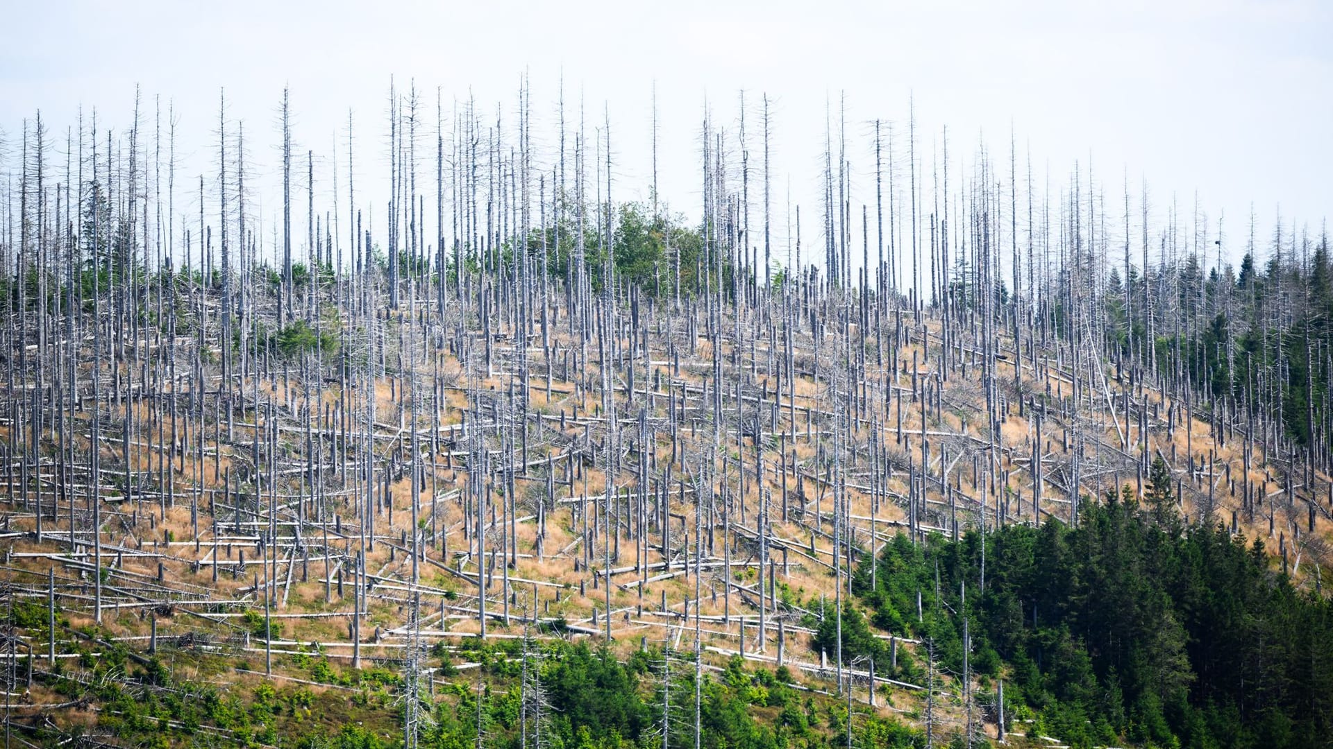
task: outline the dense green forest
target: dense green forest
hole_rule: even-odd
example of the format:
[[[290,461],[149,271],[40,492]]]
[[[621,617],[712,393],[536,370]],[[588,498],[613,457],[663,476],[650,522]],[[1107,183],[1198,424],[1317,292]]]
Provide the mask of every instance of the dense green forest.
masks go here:
[[[1077,526],[897,536],[874,584],[866,561],[853,589],[874,624],[922,638],[936,669],[1005,680],[1009,716],[1073,746],[1328,746],[1329,601],[1274,572],[1262,540],[1186,526],[1153,468],[1142,504],[1108,492]],[[856,618],[844,658],[882,658]]]

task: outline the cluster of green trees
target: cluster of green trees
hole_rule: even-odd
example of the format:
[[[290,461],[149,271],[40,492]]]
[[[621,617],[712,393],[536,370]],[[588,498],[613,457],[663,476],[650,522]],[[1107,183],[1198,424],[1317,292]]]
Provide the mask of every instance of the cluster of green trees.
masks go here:
[[[479,708],[485,746],[519,749],[523,669],[520,641],[495,645],[472,642],[463,654],[483,664],[481,684],[459,681],[453,694],[437,705],[424,746],[476,749]],[[663,746],[661,650],[635,653],[621,662],[605,648],[587,642],[544,641],[528,668],[549,696],[541,745],[549,749],[623,749]],[[678,656],[677,656],[678,657]],[[748,670],[738,656],[721,674],[705,673],[700,685],[700,744],[708,749],[781,749],[845,746],[846,705],[814,697],[788,684],[785,666]],[[694,745],[694,669],[672,666],[669,685],[669,746]],[[480,700],[480,705],[479,705]],[[532,713],[528,720],[533,721]],[[922,745],[920,732],[872,714],[852,718],[858,737],[873,746]],[[535,741],[528,724],[529,746]],[[351,748],[349,748],[351,749]]]
[[[1088,502],[1076,526],[897,536],[873,586],[870,564],[853,589],[874,624],[925,640],[934,668],[961,676],[966,621],[970,673],[1004,678],[1009,716],[1074,746],[1333,736],[1333,605],[1273,570],[1262,541],[1186,528],[1160,462],[1142,504],[1125,488]],[[844,657],[864,649],[845,633]]]
[[[1128,309],[1126,309],[1128,297]],[[1273,239],[1262,265],[1253,252],[1236,269],[1205,269],[1198,255],[1146,276],[1112,271],[1106,337],[1121,356],[1156,363],[1194,392],[1262,409],[1298,445],[1333,446],[1333,261],[1328,237]]]
[[[716,267],[709,272],[702,264],[709,260],[705,253],[704,232],[690,227],[684,216],[665,211],[653,212],[649,205],[637,201],[616,204],[612,209],[611,259],[615,261],[615,276],[621,285],[637,285],[652,296],[692,296],[709,288],[729,288],[732,263],[722,257],[721,279]],[[528,233],[528,259],[540,271],[543,252],[547,255],[547,272],[555,279],[573,279],[579,256],[579,224],[572,211],[565,211],[560,221],[532,229]],[[595,291],[605,287],[611,269],[607,263],[605,229],[587,223],[583,229],[583,259],[588,281]],[[716,257],[712,259],[716,263]],[[505,247],[500,261],[512,265],[513,248]],[[473,253],[469,265],[479,267],[481,259]],[[677,276],[676,269],[680,268]]]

* _Task description_
Rewrite the items above with every occurrence of "dense green forest" changed to "thick woodland" and all other text unchanged. Leave the pictures out of your answer.

* _Result for this exercise_
task: outline the thick woodland
target: thick woodland
hole_rule: even-odd
example of the format:
[[[290,461],[149,271],[40,492]]]
[[[621,617],[712,393],[536,370]],[[588,498],[613,457],[663,476],[650,522]],[[1107,183],[1198,424],[1317,292]]]
Provide the mask of every instance of the thick woodland.
masks go here:
[[[1077,526],[897,536],[874,584],[866,561],[853,589],[874,624],[922,638],[936,669],[1005,680],[1009,716],[1073,746],[1328,746],[1329,601],[1274,572],[1262,540],[1186,526],[1153,468],[1142,504],[1108,492]],[[856,618],[844,658],[882,658]]]

task: outline the cluster of green trees
target: cluster of green trees
hole_rule: even-odd
example of the format:
[[[290,461],[149,271],[40,492]]]
[[[621,617],[712,393],[536,370]],[[588,498],[613,457],[663,476],[650,522]],[[1107,183],[1198,424],[1317,292]]]
Provide the mask of every instance of the cluster of green trees.
masks go here:
[[[479,708],[485,746],[519,749],[523,669],[520,641],[495,645],[472,642],[463,654],[483,664],[481,684],[459,681],[453,694],[437,705],[424,746],[476,749]],[[663,746],[661,650],[635,653],[621,662],[605,648],[587,642],[544,641],[528,668],[549,696],[541,745],[549,749],[623,749]],[[678,656],[677,656],[678,657]],[[748,670],[738,656],[721,674],[705,673],[700,685],[700,744],[708,749],[781,749],[845,746],[846,705],[814,697],[788,684],[785,666]],[[694,745],[694,669],[672,666],[669,685],[669,746]],[[480,700],[480,705],[479,705]],[[532,713],[528,720],[533,721]],[[922,745],[920,732],[872,714],[852,718],[858,737],[873,746]],[[535,741],[528,724],[529,746]],[[351,748],[349,748],[351,749]]]
[[[1088,502],[1076,526],[897,536],[873,586],[870,564],[853,589],[874,624],[925,640],[934,668],[961,676],[966,621],[970,673],[1004,678],[1009,716],[1074,746],[1333,736],[1333,605],[1273,570],[1262,541],[1186,528],[1160,462],[1142,504],[1125,488]],[[844,657],[864,649],[845,633]]]
[[[1128,309],[1126,309],[1128,297]],[[1273,239],[1262,265],[1253,252],[1236,269],[1205,269],[1198,255],[1146,276],[1112,271],[1106,337],[1121,356],[1156,363],[1194,392],[1262,409],[1298,445],[1333,446],[1333,261],[1328,237]]]
[[[716,267],[709,272],[702,264],[709,260],[705,253],[704,232],[690,227],[684,216],[665,211],[653,212],[649,205],[637,201],[616,204],[612,209],[611,259],[615,261],[615,276],[621,285],[637,285],[652,296],[692,296],[709,288],[729,288],[732,263],[722,257],[721,279]],[[528,233],[528,259],[540,271],[543,252],[547,255],[547,272],[555,279],[573,279],[579,256],[579,224],[572,211],[565,211],[560,221],[532,229]],[[595,291],[605,287],[611,269],[607,263],[605,229],[587,223],[583,229],[583,259],[588,281]],[[716,257],[712,259],[716,263]],[[505,247],[500,261],[512,265],[513,248]],[[473,253],[469,265],[479,267],[481,259]],[[677,276],[676,269],[680,268]]]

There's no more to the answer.